Output the records exactly, with no line skipped.

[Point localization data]

----

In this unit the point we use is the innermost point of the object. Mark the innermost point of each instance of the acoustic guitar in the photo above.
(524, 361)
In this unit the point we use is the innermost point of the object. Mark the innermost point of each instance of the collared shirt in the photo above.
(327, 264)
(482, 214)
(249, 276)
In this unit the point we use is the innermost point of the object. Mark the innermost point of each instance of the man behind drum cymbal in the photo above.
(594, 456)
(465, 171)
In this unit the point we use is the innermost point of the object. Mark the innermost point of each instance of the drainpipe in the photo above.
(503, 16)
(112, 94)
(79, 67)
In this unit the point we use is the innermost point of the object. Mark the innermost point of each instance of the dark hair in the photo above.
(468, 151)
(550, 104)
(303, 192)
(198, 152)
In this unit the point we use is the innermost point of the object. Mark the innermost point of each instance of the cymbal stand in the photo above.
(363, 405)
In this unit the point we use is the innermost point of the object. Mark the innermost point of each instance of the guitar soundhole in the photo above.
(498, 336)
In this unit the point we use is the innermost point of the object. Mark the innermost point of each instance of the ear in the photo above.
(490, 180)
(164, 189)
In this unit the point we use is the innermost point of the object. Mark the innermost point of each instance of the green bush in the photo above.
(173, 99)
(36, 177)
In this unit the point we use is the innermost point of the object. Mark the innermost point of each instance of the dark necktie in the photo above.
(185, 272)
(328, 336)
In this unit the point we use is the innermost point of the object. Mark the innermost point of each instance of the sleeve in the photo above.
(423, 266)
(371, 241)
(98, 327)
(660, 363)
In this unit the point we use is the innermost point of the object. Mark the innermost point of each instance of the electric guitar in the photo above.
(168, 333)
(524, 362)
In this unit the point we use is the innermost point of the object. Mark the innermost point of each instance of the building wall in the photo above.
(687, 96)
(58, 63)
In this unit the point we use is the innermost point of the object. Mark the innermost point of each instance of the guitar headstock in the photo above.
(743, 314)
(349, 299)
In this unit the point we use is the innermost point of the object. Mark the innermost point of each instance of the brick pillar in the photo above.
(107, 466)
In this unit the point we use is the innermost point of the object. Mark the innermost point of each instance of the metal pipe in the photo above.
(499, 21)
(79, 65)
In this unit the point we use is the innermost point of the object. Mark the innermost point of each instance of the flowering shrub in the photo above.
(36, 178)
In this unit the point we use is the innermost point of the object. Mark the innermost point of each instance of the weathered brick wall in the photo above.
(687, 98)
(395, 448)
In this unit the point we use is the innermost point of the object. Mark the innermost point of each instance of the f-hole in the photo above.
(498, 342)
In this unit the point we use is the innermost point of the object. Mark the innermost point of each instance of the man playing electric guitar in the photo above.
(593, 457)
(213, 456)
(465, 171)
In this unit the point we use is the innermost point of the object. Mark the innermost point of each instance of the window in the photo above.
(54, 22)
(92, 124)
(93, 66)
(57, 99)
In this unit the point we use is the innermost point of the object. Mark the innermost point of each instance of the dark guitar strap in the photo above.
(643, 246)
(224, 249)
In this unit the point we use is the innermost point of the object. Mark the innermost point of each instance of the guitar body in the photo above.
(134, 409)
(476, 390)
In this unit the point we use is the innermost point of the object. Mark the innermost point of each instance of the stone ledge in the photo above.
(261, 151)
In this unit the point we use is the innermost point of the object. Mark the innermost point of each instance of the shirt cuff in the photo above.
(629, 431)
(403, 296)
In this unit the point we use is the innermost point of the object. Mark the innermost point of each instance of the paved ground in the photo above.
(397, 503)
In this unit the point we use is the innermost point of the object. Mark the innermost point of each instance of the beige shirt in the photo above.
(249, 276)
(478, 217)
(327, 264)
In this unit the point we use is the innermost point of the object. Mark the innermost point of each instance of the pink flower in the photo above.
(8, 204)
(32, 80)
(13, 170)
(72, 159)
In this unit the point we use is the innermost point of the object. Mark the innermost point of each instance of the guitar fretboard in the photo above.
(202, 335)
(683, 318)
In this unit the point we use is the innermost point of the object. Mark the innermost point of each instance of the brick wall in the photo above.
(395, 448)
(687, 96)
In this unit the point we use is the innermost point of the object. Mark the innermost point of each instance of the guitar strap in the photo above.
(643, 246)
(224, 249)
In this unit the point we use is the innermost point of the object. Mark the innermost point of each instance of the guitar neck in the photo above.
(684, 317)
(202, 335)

----

**Task response**
In this unit the point we use is the innermost point of the object. Mark the innermost point of each instance of the acoustic guitar in the photo above.
(524, 361)
In this unit the point we use is the innermost point of the object. Mark the innermost point of each instance of the collared shirt in the photo above.
(327, 264)
(482, 214)
(249, 276)
In this unit the point we use is the innermost point of the object. Mark the innermost point of each instance of the man behind drum cymbal in the photo above.
(594, 456)
(465, 171)
In this unit the point we use is the innermost point of the object. Mark the innermost point of each instance of the drainpipe in the photo above.
(503, 16)
(112, 94)
(79, 67)
In this unit the point we use is the innermost point of the object. Mark the innermost point of each instance of the dark hair in the photo above.
(468, 151)
(550, 104)
(303, 192)
(198, 152)
In this unit the point we use is the innermost point of the object. Mark the innermost point of each instance of the cymbal stand in the photo above.
(363, 405)
In this unit the point we use is the innermost point of the object. Mark the innermost point of each instance of the guitar soundhole in the photo above.
(498, 336)
In this unit the point we use is the innermost point of the object. Mark the innermost point of each instance of the ear in the photo above.
(490, 180)
(164, 189)
In this unit the point we use is the innermost point of the object. Mark the innermost point of each instance of the green bush in the photo above.
(173, 99)
(36, 177)
In this unit the point we use is the innermost point of the object. Mark the innermost point of each instance of the dark necktie in the photo above.
(185, 272)
(328, 336)
In this unit the point we use is the innermost point of the object. Mark the innermost point of each instance of the sleeve in the photo above.
(423, 266)
(371, 241)
(98, 327)
(660, 363)
In this unit the point we use is the innermost point of the object. Mark the innermost point of each instance of the electric guitar in the photo above.
(168, 333)
(524, 362)
In this unit the point we use is the innermost point of the object. Mark the innermost point of each instance of the building wall in the photo above.
(687, 96)
(58, 63)
In this unit the point we use is the innermost point of the object. Mark the innermost point of each instance of the guitar headstock in the photo above.
(743, 314)
(349, 299)
In this unit the point we use is the innermost point of the object. Mark the innermost point of each instance of the brick pillar in the photo above.
(107, 466)
In this unit the point we use is the innermost point of the object. Mark the innermost point of each instance of the metal pipe in the photo above.
(499, 21)
(79, 65)
In this unit the point we use is the innermost point of the object. Mark the innermost point of each instance of the flowering shrub in the photo above.
(36, 178)
In this unit the point we use is the innermost point of the object. Mark the innermost point of each instance of the weathered brick wall in the photo above.
(687, 98)
(395, 448)
In this unit the point we use is the innermost point of the object. Mark the innermost point of each instance of the f-hole in the photo above.
(498, 342)
In this unit the point we use is the innermost point of the object. Mark the innermost point of each instance of the man playing electric guitar in the photo above.
(593, 457)
(213, 456)
(465, 171)
In this unit the point we use is the innermost point of the object. Mark the innermost point of each instance of the window in the photo above.
(54, 22)
(92, 124)
(93, 66)
(57, 99)
In this unit the point we use is the innermost point of the object. Mark the innermost point of each instance of the dark guitar strap in the photo above.
(643, 246)
(224, 249)
In this unit the point we use is the innermost point of the object. Mark the innermost point of each instance of the guitar body in the photo above.
(134, 409)
(476, 390)
In this unit the point we use is the innermost point of the object. Mark the innermost point of each instance of the stone ledge in the photo above.
(261, 151)
In this unit the point we use is the innermost point of the object. Mark the innermost point of each instance of the shirt cuff in the photo above.
(629, 431)
(403, 296)
In this unit the point we use is the innermost point of the object. Mark the innermost point of each instance of the paved ground in the photo above.
(397, 503)
In this unit the point we use is the innermost point of the object. Mark the innermost point of each instance of the beige shirt in the photo above.
(249, 276)
(478, 217)
(327, 264)
In this unit the point we use is the innermost point of the object. Mark the innermost point of each instance of the pink flower in the photo above.
(8, 204)
(32, 80)
(13, 170)
(72, 159)
In this unit the point we use is the innermost point of the object. Mark the innermost point of each instance of the guitar fretboard in the photo above.
(202, 335)
(683, 318)
In this unit the point we use is the innermost point of the object. Mark the innermost point of each instance of the brick wall in the photo above.
(395, 448)
(687, 96)
In this unit the point we use is the innermost point of the object. Mark the innermost point of each instance of the guitar strap in the photo above.
(643, 246)
(224, 249)
In this unit the point we use is the innermost point of the object. Mark the innermost point of each instance of the guitar neck in the photo above.
(684, 317)
(202, 335)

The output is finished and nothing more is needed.